• Work to be completed
What follows is a listing to be transcribed exactly.

• Information given
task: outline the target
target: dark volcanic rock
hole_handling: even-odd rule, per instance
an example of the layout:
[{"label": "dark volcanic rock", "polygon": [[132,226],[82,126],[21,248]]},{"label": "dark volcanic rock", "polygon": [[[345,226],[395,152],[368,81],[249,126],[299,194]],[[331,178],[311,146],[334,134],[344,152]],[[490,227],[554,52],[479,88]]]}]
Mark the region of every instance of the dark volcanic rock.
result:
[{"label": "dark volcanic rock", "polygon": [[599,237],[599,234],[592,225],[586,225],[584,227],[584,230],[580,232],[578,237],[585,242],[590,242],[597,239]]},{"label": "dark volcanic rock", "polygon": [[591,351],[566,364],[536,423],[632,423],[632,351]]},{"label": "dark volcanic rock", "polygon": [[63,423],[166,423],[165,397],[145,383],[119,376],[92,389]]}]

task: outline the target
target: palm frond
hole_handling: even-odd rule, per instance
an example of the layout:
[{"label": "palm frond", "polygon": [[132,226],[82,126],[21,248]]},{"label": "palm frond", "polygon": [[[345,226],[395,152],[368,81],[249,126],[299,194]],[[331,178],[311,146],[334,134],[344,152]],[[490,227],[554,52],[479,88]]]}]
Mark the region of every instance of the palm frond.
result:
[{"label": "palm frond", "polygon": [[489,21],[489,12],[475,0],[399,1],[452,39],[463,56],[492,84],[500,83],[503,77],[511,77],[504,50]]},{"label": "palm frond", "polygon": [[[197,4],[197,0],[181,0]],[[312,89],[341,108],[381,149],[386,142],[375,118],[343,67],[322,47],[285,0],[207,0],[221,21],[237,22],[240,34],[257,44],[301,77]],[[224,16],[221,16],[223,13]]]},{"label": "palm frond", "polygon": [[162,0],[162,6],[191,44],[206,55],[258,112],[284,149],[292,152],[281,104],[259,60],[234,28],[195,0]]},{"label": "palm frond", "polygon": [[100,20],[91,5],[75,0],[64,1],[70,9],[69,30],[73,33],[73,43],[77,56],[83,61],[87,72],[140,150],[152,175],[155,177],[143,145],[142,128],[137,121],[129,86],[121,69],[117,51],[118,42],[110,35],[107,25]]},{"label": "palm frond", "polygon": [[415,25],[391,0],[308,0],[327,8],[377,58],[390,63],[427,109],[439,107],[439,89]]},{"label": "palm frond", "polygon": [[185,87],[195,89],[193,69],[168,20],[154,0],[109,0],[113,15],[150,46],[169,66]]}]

• Exercise solution
task: outline the target
target: dark volcanic rock
hole_handling: even-odd rule, per instance
an example of the layout:
[{"label": "dark volcanic rock", "polygon": [[132,226],[82,126],[21,248]]},{"label": "dark volcanic rock", "polygon": [[[345,226],[395,152],[368,81],[249,126],[299,194]],[[331,178],[311,146],[334,134],[344,152]],[[490,227],[554,52],[479,88]]]}]
Mark the region of every instance of the dark volcanic rock.
result:
[{"label": "dark volcanic rock", "polygon": [[599,237],[599,234],[592,225],[586,225],[584,227],[584,230],[580,232],[578,237],[585,242],[590,242],[597,239]]},{"label": "dark volcanic rock", "polygon": [[591,351],[566,364],[536,423],[632,423],[632,351]]},{"label": "dark volcanic rock", "polygon": [[63,423],[166,423],[165,397],[145,383],[119,376],[92,389]]}]

task: outline the target
target: palm frond
hole_handling: even-odd rule, per instance
an example of the layout:
[{"label": "palm frond", "polygon": [[132,226],[82,126],[21,248]]},{"label": "palm frond", "polygon": [[[345,226],[395,152],[368,81],[249,126],[299,194]],[[331,178],[311,146],[334,134],[344,152]],[[490,227],[554,52],[479,88]]]}]
Mark the region of every instance of the palm frond.
result:
[{"label": "palm frond", "polygon": [[489,21],[489,12],[475,0],[399,1],[452,39],[463,56],[492,84],[500,83],[503,77],[511,77],[504,50]]},{"label": "palm frond", "polygon": [[[197,4],[197,0],[181,0]],[[312,89],[341,108],[381,149],[386,142],[375,118],[343,67],[322,47],[285,0],[207,0],[221,21],[237,22],[240,34],[257,44],[301,77]],[[224,16],[221,16],[223,13]]]},{"label": "palm frond", "polygon": [[162,0],[162,6],[191,44],[206,55],[258,112],[284,149],[292,152],[281,104],[259,60],[234,28],[195,0]]},{"label": "palm frond", "polygon": [[100,20],[91,5],[75,0],[64,1],[70,9],[69,30],[73,33],[73,43],[77,56],[83,61],[87,72],[140,150],[152,175],[155,177],[143,145],[142,128],[137,121],[129,86],[121,69],[117,51],[118,42],[110,35],[107,25]]},{"label": "palm frond", "polygon": [[415,25],[391,0],[308,0],[327,8],[377,58],[390,63],[427,109],[439,107],[439,89]]},{"label": "palm frond", "polygon": [[185,87],[195,89],[193,69],[168,20],[154,0],[109,0],[113,15],[150,46],[169,66]]}]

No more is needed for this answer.